> _EXERCISE BRIEF_: Please transcribe the data that follows without the pictures, keeping every word the same.

> _MATERIAL PROVIDED_:
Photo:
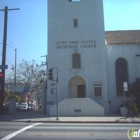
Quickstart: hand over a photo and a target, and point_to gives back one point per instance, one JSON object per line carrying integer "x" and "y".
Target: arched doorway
{"x": 77, "y": 87}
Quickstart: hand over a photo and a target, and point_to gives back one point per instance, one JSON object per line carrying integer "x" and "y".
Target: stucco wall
{"x": 90, "y": 31}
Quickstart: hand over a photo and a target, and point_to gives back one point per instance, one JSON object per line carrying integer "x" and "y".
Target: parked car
{"x": 23, "y": 107}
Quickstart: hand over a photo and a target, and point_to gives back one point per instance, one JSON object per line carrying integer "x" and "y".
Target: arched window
{"x": 121, "y": 75}
{"x": 76, "y": 61}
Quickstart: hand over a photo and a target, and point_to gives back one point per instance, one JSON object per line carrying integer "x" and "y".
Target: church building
{"x": 88, "y": 65}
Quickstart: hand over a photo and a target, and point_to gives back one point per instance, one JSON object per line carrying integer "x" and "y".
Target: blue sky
{"x": 27, "y": 27}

> _EXERCISE ANSWER_:
Photo:
Quickstart: hand over a photo and a target, and point_to gives back one point per instance, one JSON object per line carrying integer "x" and "y".
Target: arched doorway
{"x": 77, "y": 87}
Quickstart: hand over a photo and a target, and point_to gives back one point per instance, one JSON object per line carrying integer "x" and "y".
Target: stucco wall
{"x": 90, "y": 31}
Quickstart: hand over a photo and a target, and point_to gives back one point per instance, one JSON object per line carrying integer "x" and "y".
Target: parked car
{"x": 23, "y": 107}
Quickstart: hand over a photo and a target, and point_to gives back one point per instance, one JSON object per line carrying integer "x" and "y".
Target: arched window
{"x": 121, "y": 75}
{"x": 76, "y": 61}
Quickstart: hand over a photo and a target, and point_to gives back one point per instance, one JSON object per line carrying integer "x" and "y".
Target: church building
{"x": 88, "y": 65}
Quickstart: hand over a photo and a target, and point_to gives back one point per instance, one JSON object per line carrying integer "x" and "y".
Target: blue sky
{"x": 27, "y": 27}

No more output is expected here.